◆ **JOB**
Duplicate, line for line, the part of the rows that begins with the line containing "[mark] region of man" and ends with the line containing "[[[154,0],[150,7],[182,32],[199,13],[198,10],[184,0]]]", both of those lines included. Leave the pictures out of your copy.
--- BEGIN INFORMATION SUPPLIED ---
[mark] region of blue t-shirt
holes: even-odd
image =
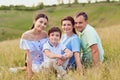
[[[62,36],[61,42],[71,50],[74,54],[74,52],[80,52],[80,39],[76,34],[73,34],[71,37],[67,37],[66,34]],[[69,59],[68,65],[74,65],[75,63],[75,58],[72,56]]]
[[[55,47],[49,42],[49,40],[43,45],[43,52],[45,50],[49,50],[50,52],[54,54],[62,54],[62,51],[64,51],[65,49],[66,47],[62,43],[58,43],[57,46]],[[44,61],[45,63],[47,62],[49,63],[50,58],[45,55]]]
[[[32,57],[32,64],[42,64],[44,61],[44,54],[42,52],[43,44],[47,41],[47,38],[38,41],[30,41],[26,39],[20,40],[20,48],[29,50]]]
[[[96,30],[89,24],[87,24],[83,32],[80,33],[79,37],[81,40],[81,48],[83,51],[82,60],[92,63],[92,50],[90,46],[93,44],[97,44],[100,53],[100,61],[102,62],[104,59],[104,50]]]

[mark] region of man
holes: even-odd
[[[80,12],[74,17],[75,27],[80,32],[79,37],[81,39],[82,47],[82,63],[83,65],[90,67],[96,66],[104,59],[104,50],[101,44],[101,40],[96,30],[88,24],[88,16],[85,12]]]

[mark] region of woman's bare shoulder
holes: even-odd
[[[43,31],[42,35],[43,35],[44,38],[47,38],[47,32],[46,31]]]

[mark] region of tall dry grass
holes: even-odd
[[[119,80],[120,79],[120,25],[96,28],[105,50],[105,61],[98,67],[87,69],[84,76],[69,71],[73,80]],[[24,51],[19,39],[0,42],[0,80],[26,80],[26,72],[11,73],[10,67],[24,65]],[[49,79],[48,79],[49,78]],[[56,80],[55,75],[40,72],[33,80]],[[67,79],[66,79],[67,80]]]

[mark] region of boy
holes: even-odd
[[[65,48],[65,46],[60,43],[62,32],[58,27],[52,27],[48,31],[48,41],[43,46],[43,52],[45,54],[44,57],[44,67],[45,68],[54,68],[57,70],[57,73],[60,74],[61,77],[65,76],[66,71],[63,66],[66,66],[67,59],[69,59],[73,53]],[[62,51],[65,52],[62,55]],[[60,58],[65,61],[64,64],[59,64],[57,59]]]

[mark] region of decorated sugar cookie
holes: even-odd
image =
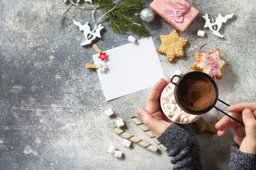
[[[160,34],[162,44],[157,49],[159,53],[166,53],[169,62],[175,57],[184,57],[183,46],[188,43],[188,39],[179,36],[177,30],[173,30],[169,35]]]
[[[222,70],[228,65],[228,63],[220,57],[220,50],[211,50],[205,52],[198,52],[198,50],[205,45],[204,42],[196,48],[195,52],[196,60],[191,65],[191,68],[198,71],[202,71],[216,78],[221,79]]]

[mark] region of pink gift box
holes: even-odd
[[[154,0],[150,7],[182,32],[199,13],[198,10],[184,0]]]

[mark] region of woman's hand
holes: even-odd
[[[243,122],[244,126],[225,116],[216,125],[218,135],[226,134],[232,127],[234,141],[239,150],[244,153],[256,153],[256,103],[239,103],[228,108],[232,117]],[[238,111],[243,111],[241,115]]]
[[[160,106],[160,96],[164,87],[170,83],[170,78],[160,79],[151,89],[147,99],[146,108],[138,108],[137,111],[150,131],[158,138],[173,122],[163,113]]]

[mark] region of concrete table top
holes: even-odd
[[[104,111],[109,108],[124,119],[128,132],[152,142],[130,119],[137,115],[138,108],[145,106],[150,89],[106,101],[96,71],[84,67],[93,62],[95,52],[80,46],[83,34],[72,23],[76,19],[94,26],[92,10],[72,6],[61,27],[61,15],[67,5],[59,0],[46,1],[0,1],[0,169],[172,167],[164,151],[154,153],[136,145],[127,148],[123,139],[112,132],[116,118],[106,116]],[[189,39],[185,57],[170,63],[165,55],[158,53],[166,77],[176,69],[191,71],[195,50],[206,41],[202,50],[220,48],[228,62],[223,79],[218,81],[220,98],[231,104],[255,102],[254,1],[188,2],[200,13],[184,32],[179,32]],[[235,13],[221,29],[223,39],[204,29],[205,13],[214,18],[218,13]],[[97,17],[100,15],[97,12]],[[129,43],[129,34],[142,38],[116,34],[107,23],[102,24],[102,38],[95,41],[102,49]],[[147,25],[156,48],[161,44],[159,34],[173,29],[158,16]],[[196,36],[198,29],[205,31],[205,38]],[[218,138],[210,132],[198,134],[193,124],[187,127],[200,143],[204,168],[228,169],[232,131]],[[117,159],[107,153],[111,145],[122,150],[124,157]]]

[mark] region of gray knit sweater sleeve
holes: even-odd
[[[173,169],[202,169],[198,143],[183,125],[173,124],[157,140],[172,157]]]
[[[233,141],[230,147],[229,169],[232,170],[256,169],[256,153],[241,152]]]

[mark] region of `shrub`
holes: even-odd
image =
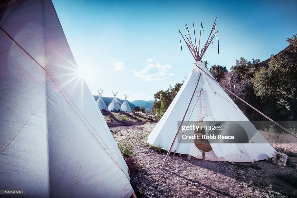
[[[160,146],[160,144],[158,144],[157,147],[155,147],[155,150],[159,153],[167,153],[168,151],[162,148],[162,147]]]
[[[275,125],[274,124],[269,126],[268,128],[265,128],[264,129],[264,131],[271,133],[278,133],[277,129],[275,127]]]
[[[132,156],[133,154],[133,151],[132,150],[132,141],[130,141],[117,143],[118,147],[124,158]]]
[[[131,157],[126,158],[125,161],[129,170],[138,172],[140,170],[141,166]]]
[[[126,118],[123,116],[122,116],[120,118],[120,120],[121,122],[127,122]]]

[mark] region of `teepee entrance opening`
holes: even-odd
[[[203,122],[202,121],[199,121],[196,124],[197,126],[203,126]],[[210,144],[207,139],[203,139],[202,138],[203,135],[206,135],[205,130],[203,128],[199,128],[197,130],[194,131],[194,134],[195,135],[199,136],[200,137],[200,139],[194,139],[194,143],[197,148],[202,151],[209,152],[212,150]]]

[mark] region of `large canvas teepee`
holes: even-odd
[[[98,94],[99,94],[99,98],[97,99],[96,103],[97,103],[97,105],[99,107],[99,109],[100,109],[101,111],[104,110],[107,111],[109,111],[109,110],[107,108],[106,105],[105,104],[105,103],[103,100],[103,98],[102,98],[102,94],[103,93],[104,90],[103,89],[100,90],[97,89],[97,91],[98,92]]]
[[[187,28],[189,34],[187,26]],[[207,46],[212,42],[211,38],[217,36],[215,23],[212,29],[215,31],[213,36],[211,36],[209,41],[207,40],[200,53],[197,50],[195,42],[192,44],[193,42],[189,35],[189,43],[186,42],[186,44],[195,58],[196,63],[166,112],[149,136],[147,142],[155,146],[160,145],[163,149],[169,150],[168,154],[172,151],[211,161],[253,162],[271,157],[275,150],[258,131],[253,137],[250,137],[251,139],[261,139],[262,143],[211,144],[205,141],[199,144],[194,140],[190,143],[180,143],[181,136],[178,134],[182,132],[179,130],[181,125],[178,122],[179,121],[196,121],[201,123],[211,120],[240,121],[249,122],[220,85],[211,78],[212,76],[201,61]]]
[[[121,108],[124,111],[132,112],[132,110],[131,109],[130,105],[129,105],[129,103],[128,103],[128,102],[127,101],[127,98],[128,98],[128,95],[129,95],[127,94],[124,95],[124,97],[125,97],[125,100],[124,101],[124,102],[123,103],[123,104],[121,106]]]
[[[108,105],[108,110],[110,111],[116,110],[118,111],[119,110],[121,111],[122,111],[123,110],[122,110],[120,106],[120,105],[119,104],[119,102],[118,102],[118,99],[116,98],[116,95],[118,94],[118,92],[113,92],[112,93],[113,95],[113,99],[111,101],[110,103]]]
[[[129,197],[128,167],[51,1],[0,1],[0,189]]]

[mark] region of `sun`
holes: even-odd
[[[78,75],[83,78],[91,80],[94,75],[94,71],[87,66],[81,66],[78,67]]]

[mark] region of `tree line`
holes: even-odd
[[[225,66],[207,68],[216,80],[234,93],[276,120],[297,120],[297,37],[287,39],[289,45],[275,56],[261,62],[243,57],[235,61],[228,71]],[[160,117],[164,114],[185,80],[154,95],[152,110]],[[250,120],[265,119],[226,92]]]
--- END INFORMATION SUPPLIED ---
◆ **THE OUTPUT**
[mark] region of man
holes: even-odd
[[[80,12],[74,17],[75,27],[80,32],[79,37],[81,39],[82,47],[82,63],[83,65],[90,67],[96,66],[104,59],[104,50],[101,44],[101,40],[96,30],[88,24],[88,16],[85,12]]]

[mark] region of woman's bare shoulder
holes: even-odd
[[[43,31],[42,35],[43,35],[44,38],[47,38],[47,32],[46,31]]]

[mark] region of tall dry grass
holes: even-odd
[[[119,80],[120,79],[120,25],[96,28],[105,50],[105,61],[98,67],[87,69],[84,76],[69,71],[73,80]],[[24,51],[19,39],[0,42],[0,80],[26,80],[26,72],[11,73],[10,67],[24,65]],[[49,79],[48,79],[49,78]],[[56,80],[55,75],[40,72],[33,80]],[[67,79],[66,79],[67,80]]]

[mark] region of boy
holes: even-odd
[[[65,48],[65,46],[60,43],[62,32],[58,27],[52,27],[48,31],[48,41],[43,46],[43,52],[45,54],[44,57],[44,67],[45,68],[54,68],[57,70],[57,73],[60,74],[61,77],[65,76],[66,71],[63,66],[66,66],[67,59],[69,59],[73,53]],[[62,51],[65,52],[62,55]],[[60,58],[65,61],[64,64],[59,64],[57,59]]]

[mark] region of decorated sugar cookie
holes: even-odd
image =
[[[160,34],[162,44],[157,49],[159,53],[166,53],[169,62],[175,57],[184,57],[183,46],[188,43],[188,39],[179,36],[177,30],[173,30],[169,35]]]
[[[222,70],[228,65],[228,63],[220,57],[220,50],[211,50],[205,52],[198,52],[198,50],[205,45],[204,42],[196,48],[195,52],[196,60],[191,65],[191,68],[198,71],[202,71],[216,78],[221,79]]]

[mark] region of pink gift box
holes: even-odd
[[[154,0],[150,7],[182,32],[199,13],[198,10],[184,0]]]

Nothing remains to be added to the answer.